## ИСХОДНЫЕ ДАННЫЕ
^^^^
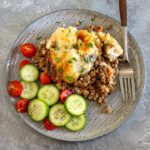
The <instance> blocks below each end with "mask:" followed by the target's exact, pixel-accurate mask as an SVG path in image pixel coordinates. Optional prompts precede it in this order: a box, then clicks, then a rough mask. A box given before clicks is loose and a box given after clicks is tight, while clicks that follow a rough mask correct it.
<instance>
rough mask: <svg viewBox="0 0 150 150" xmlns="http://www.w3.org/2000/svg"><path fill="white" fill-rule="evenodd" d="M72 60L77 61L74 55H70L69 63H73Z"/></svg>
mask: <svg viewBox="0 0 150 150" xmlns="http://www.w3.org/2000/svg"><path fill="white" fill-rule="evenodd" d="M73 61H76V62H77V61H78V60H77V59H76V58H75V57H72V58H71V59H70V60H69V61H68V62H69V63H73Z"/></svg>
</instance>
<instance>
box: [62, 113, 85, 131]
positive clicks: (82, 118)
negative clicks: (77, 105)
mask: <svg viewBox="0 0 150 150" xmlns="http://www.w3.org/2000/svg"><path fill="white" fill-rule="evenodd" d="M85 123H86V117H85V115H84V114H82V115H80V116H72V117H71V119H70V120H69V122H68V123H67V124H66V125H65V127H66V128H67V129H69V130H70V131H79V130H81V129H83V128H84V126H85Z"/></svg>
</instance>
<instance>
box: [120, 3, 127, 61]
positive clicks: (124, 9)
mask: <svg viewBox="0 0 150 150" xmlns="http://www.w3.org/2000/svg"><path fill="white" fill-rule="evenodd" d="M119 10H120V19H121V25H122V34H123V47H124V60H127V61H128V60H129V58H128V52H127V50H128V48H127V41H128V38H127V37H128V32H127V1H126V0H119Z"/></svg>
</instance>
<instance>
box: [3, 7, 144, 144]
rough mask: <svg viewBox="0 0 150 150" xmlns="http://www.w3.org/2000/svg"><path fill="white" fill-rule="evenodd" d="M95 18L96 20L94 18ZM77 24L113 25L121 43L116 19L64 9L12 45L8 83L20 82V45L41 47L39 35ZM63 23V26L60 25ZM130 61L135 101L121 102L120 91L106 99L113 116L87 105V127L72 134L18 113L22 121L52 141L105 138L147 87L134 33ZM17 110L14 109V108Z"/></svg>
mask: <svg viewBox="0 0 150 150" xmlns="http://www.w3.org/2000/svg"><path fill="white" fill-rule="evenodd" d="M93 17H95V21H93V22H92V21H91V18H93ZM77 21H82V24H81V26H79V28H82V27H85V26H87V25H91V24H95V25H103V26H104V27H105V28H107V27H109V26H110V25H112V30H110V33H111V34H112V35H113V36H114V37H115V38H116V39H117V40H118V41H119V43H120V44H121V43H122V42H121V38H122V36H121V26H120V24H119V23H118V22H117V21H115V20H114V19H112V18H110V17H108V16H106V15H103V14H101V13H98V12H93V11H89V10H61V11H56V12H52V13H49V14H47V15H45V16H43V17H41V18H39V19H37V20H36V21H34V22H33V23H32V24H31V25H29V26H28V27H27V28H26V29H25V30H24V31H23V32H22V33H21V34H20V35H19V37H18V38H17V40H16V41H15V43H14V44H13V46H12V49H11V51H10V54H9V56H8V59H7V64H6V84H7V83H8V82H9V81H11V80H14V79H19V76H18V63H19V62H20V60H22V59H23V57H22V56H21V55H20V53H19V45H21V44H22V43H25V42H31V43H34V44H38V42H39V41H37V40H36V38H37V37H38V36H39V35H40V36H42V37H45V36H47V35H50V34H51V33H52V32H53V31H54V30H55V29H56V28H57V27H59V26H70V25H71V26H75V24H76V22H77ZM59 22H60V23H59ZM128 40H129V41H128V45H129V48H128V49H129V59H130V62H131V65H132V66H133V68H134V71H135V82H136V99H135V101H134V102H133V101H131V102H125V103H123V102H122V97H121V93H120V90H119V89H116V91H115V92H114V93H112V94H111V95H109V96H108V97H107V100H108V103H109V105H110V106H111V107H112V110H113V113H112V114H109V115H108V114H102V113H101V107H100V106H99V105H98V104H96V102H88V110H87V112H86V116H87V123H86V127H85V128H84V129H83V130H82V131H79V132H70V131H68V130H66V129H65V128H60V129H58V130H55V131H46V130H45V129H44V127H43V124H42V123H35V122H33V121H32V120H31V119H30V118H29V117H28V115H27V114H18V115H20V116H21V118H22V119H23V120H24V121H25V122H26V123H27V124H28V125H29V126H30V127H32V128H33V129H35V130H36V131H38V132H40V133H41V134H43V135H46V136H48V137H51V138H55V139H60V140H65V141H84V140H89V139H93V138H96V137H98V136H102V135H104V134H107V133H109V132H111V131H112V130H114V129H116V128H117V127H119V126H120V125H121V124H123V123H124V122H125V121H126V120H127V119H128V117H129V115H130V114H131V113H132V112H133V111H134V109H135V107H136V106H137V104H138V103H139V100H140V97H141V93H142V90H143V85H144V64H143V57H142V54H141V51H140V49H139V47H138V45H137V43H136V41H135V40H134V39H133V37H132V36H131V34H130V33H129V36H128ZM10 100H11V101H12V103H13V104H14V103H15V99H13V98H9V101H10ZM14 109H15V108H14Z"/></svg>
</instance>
^^^^
## ОПИСАНИЕ ЗАДАНИЯ
Перепишите все пункты выше, заменив «rough mask» на «coarse mask» и ничего больше не меняя. Изображения в ответ не включайте.

## ПОЛЕ ОТВЕТА
The <instance> blocks below each end with "mask:" followed by the target's exact, pixel-accurate mask as an SVG path in image pixel coordinates. Optional prompts precede it in this order: a box, then clicks, then a coarse mask. A box given before clicks is loose and a box given after clicks is tight, while clicks that follow a coarse mask correct it.
<instance>
coarse mask: <svg viewBox="0 0 150 150" xmlns="http://www.w3.org/2000/svg"><path fill="white" fill-rule="evenodd" d="M72 60L77 61L74 55H70L69 63H73Z"/></svg>
mask: <svg viewBox="0 0 150 150" xmlns="http://www.w3.org/2000/svg"><path fill="white" fill-rule="evenodd" d="M73 61H76V62H77V61H78V60H77V59H76V58H75V57H72V58H71V59H70V60H69V61H68V62H69V63H73Z"/></svg>
</instance>
<instance>
box: [62, 113, 85, 131]
positive clicks: (82, 118)
negative clicks: (77, 105)
mask: <svg viewBox="0 0 150 150" xmlns="http://www.w3.org/2000/svg"><path fill="white" fill-rule="evenodd" d="M85 123H86V117H85V115H84V114H82V115H80V116H72V117H71V119H70V120H69V122H68V123H67V124H66V125H65V127H66V128H67V129H69V130H70V131H79V130H81V129H83V128H84V126H85Z"/></svg>
</instance>
<instance>
box: [120, 3, 127, 61]
positive clicks: (124, 9)
mask: <svg viewBox="0 0 150 150" xmlns="http://www.w3.org/2000/svg"><path fill="white" fill-rule="evenodd" d="M119 10H120V19H121V25H122V34H123V47H124V60H127V61H128V60H129V58H128V52H127V50H128V48H127V41H128V38H127V37H128V32H127V1H126V0H119Z"/></svg>
</instance>
<instance>
box: [3, 7, 144, 144]
coarse mask: <svg viewBox="0 0 150 150" xmlns="http://www.w3.org/2000/svg"><path fill="white" fill-rule="evenodd" d="M95 18L96 20L94 18ZM77 24L113 25L121 43L116 19L64 9L12 45L8 83L20 82V45L41 47L39 35ZM63 23V26L60 25ZM130 61L135 101L121 102L120 91L106 99L113 116L87 105V127L72 134L18 113L22 121L52 141L105 138L147 87L134 33ZM17 110L14 109V108Z"/></svg>
mask: <svg viewBox="0 0 150 150" xmlns="http://www.w3.org/2000/svg"><path fill="white" fill-rule="evenodd" d="M93 17H95V21H93V22H92V21H91V18H93ZM77 21H82V24H81V26H79V28H82V27H85V26H87V25H91V24H95V25H103V26H104V27H105V28H107V27H109V26H110V25H112V30H110V33H111V34H112V35H113V36H114V37H115V38H116V39H117V40H118V41H119V43H120V44H121V43H122V42H121V38H122V36H121V26H120V24H119V23H118V22H117V21H115V20H114V19H112V18H110V17H108V16H106V15H103V14H101V13H98V12H93V11H89V10H61V11H56V12H52V13H49V14H47V15H45V16H43V17H41V18H39V19H37V20H36V21H34V22H33V23H32V24H31V25H29V26H28V27H27V28H26V29H25V30H24V31H23V32H22V33H21V34H20V35H19V37H18V38H17V40H16V41H15V43H14V44H13V46H12V49H11V51H10V54H9V56H8V59H7V64H6V84H7V83H8V82H9V81H11V80H14V79H19V76H18V63H19V62H20V60H22V59H23V57H22V56H21V55H20V53H19V45H21V44H22V43H25V42H31V43H34V44H38V42H39V41H37V40H36V38H37V37H38V36H39V35H40V36H42V37H45V36H47V35H50V34H51V33H52V32H53V31H54V30H55V29H56V28H57V27H59V26H70V25H71V26H75V24H76V22H77ZM59 22H60V23H59ZM128 40H129V41H128V45H129V48H128V49H129V59H130V62H131V65H132V66H133V68H134V71H135V82H136V99H135V101H134V102H133V101H131V102H125V103H123V102H122V97H121V93H120V90H119V89H116V91H115V92H114V93H112V94H111V95H109V96H108V97H107V100H108V103H109V105H110V106H111V107H112V110H113V113H112V114H109V115H108V114H102V113H101V107H100V106H99V105H98V104H96V102H88V110H87V112H86V116H87V123H86V127H85V128H84V129H83V130H82V131H79V132H70V131H68V130H66V129H65V128H60V129H58V130H55V131H46V130H45V129H44V127H43V124H42V123H35V122H33V121H32V120H31V119H30V118H29V117H28V115H27V114H18V115H20V116H21V118H22V119H23V120H24V121H25V122H26V123H27V124H28V125H29V126H30V127H32V128H33V129H35V130H36V131H38V132H40V133H41V134H43V135H46V136H48V137H51V138H55V139H60V140H65V141H84V140H89V139H93V138H96V137H98V136H102V135H104V134H107V133H109V132H111V131H112V130H114V129H116V128H117V127H119V126H120V125H121V124H123V123H124V122H125V121H126V120H127V119H128V117H129V115H130V114H131V113H132V112H133V111H134V109H135V107H136V106H137V104H138V103H139V100H140V97H141V93H142V90H143V85H144V64H143V57H142V54H141V51H140V49H139V47H138V45H137V43H136V41H135V40H134V39H133V37H132V36H131V34H130V33H129V36H128ZM10 100H11V101H12V103H13V104H14V103H15V99H13V98H9V101H10ZM14 109H15V108H14Z"/></svg>
</instance>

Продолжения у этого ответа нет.